GOAL OF THE EXERCISE = Every line below should be repeated exactly.

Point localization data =
* * *

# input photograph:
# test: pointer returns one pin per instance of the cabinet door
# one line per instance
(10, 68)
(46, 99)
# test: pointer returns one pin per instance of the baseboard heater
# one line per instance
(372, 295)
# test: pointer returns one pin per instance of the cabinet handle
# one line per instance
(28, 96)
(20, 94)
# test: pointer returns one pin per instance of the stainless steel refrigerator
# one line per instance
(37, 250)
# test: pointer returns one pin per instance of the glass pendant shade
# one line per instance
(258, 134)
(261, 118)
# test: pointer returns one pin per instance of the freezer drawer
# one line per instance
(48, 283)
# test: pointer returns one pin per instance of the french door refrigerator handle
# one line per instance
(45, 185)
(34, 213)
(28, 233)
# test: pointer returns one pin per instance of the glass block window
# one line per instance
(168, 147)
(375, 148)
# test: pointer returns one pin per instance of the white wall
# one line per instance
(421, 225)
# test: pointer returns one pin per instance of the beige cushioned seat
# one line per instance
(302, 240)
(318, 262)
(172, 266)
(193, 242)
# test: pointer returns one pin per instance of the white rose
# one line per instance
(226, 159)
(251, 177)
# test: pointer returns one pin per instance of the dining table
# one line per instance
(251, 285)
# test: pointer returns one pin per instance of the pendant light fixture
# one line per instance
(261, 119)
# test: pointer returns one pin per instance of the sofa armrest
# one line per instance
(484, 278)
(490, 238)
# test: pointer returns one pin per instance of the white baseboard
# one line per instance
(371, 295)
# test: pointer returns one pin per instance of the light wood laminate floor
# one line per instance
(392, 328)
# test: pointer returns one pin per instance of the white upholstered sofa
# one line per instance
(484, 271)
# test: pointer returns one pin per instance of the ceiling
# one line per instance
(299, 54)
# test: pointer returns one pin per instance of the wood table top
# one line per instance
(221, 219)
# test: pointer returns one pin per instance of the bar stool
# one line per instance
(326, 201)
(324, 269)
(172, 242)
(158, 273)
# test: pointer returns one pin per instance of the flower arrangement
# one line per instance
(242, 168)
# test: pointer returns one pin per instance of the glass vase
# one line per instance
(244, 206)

* * *

REPLY =
# input photograph:
# test: pointer returns one pin per instance of the cabinet door
# one line per instance
(10, 68)
(46, 99)
# test: pointer returns one pin per instance of the baseboard heater
# one line per instance
(372, 295)
# test: pointer returns one pin per instance of the cabinet handle
# one line per instance
(28, 96)
(20, 94)
# test: pointer returns one pin per instance of the stainless steel refrigerator
# one line per instance
(37, 250)
# test: pointer returns one pin per instance of the glass pendant shade
# one line per instance
(258, 134)
(261, 118)
# test: pointer returns one pin per instance of the freezer drawer
# one line per instance
(48, 283)
# test: pointer returns one pin per instance of the french door refrigerator handle
# one line per instance
(45, 185)
(34, 213)
(28, 233)
# test: pointer returns one pin per instance of the glass block window
# one line per instance
(168, 147)
(375, 148)
# test: pointer returns one pin per instance of the white wall
# one line per instance
(421, 225)
# test: pointer returns one pin per instance of the beige cushioned seat
# one line per instance
(302, 240)
(318, 262)
(172, 266)
(193, 242)
# test: pointer returns one pin per instance of the white rose
# one line per instance
(226, 159)
(251, 177)
# test: pointer returns one pin per instance of the dining table
# one line per instance
(251, 285)
# test: pointer returns one pin per instance of the pendant light fixture
# one line per instance
(261, 119)
# test: pointer returns one pin per instance of the sofa armrest
# one line per instance
(484, 278)
(490, 238)
# test: pointer returns one pin per instance of the white baseboard
# one line per instance
(371, 295)
# test: pointer returns one pin per instance of the light wood laminate floor
# one line per instance
(392, 328)
# test: pointer returns one pin per instance of the white upholstered sofa
# one line per instance
(484, 271)
# test: pointer returns one pin per instance of the ceiling
# one line per instance
(299, 54)
# test: pointer returns one pin per instance of the wood table top
# one line per instance
(221, 219)
# test: pointer returns one pin per instance of the bar stool
# one line per instance
(326, 201)
(324, 269)
(172, 242)
(158, 273)
# test: pointer returns one pin per instance of the flower arrangement
# one line per instance
(242, 168)
# test: pointer returns one pin per instance of the glass vase
# one line per instance
(244, 206)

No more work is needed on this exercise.